▶ **PROBLEMS AND TASKS**
• 1. Answer these questions using the article on Quincy Jones:
(a) At what age did Quincy Jones die?
(b) Which three Michael Jackson albums does the article say he produced?
(c) How many tracks does the article say it will present?
• 2. Print the part of the entries that begins with the line containing "target = green pyramid tower roof" and continues through the end of the entries, reproducing both boundary lines and every line between them without alteration.
>> begin EXTRACTED TEXT
FIVE SONGS YOU PROBABLY DIDN’T KNOW HE WORKED ON.
The word legendary can be overused in music, but its more than justified when it comes to American musician, producer, composer and songwriter Quincy Jones, who has passed away, aged 91. Even if you’ve only got a vague interest in music, you’ve probably heard Quincy Jones’ name. You may even know that he produced Michael Jackson’s Thriller—still the biggest-selling album of all-time—as well as Bad and Off the Wall. That ground-breaking trilogy alone would guarantee his place in musical history. But with a career that started in late 1940s jazz and continued, almost unabated, for the rest of his life, it’s perhaps unsurprising that his achievements and influence run far deeper than those three classic albums and the many Instagram reel exploring how they were made.
To convey the extraordinary breadth of Quincy Jones’ work in one article would be near impossible. We’re talking about one of the true giants of 20th century music here, a man whose resume includes producing the most unlikely granny-friendly singers imaginable to being sampled by hundreds of underground hip-hop artists. So instead, to give you a flavour of how his work helped to shape the best of not only 20th century music but also film, here are five essential tracks that you may or may not know he had a hand in.
>> end EXTRACTED TEXT
>> begin DATASET EXCERPTS
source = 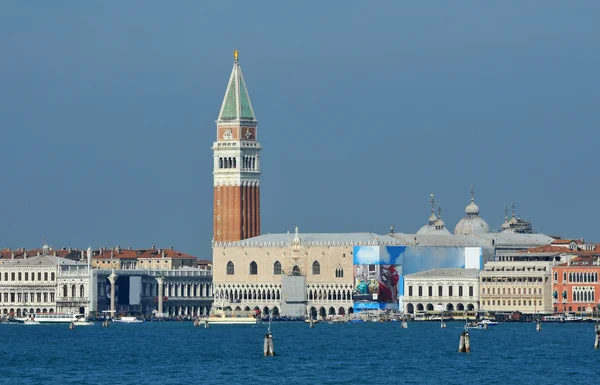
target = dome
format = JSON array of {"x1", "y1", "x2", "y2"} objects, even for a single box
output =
[
  {"x1": 417, "y1": 201, "x2": 452, "y2": 235},
  {"x1": 454, "y1": 216, "x2": 490, "y2": 235},
  {"x1": 465, "y1": 200, "x2": 479, "y2": 214},
  {"x1": 454, "y1": 188, "x2": 490, "y2": 235}
]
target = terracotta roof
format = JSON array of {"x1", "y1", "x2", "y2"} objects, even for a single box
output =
[
  {"x1": 138, "y1": 249, "x2": 197, "y2": 259},
  {"x1": 93, "y1": 249, "x2": 196, "y2": 259},
  {"x1": 92, "y1": 249, "x2": 142, "y2": 259},
  {"x1": 522, "y1": 245, "x2": 600, "y2": 255},
  {"x1": 557, "y1": 255, "x2": 600, "y2": 267},
  {"x1": 0, "y1": 249, "x2": 73, "y2": 259}
]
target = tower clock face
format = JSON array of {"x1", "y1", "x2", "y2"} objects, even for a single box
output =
[
  {"x1": 219, "y1": 127, "x2": 237, "y2": 140},
  {"x1": 242, "y1": 127, "x2": 256, "y2": 140}
]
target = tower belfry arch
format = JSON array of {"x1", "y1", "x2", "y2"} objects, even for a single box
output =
[{"x1": 212, "y1": 50, "x2": 261, "y2": 242}]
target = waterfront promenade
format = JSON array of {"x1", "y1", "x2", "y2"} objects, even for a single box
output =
[{"x1": 0, "y1": 322, "x2": 600, "y2": 384}]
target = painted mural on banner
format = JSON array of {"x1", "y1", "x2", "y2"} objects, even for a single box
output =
[{"x1": 353, "y1": 246, "x2": 483, "y2": 311}]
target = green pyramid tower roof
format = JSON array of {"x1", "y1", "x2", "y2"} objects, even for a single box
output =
[{"x1": 217, "y1": 51, "x2": 256, "y2": 122}]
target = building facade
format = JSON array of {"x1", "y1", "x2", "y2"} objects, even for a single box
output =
[
  {"x1": 552, "y1": 255, "x2": 600, "y2": 315},
  {"x1": 212, "y1": 51, "x2": 261, "y2": 242},
  {"x1": 0, "y1": 245, "x2": 87, "y2": 317},
  {"x1": 480, "y1": 261, "x2": 554, "y2": 314},
  {"x1": 213, "y1": 230, "x2": 356, "y2": 317},
  {"x1": 404, "y1": 268, "x2": 480, "y2": 314}
]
>> end DATASET EXCERPTS
▶ **SOLUTION LIST**
• 1.
(a) 91
(b) Thriller, Bad, and Off the Wall
(c) Five

• 2.
target = green pyramid tower roof
format = JSON array of {"x1", "y1", "x2", "y2"} objects, even for a single box
output =
[{"x1": 217, "y1": 51, "x2": 256, "y2": 122}]
target = building facade
format = JSON array of {"x1", "y1", "x2", "y2"} objects, even for a single box
output =
[
  {"x1": 552, "y1": 255, "x2": 600, "y2": 315},
  {"x1": 212, "y1": 51, "x2": 261, "y2": 242},
  {"x1": 0, "y1": 245, "x2": 87, "y2": 317},
  {"x1": 480, "y1": 261, "x2": 554, "y2": 314},
  {"x1": 213, "y1": 230, "x2": 356, "y2": 317},
  {"x1": 404, "y1": 268, "x2": 480, "y2": 314}
]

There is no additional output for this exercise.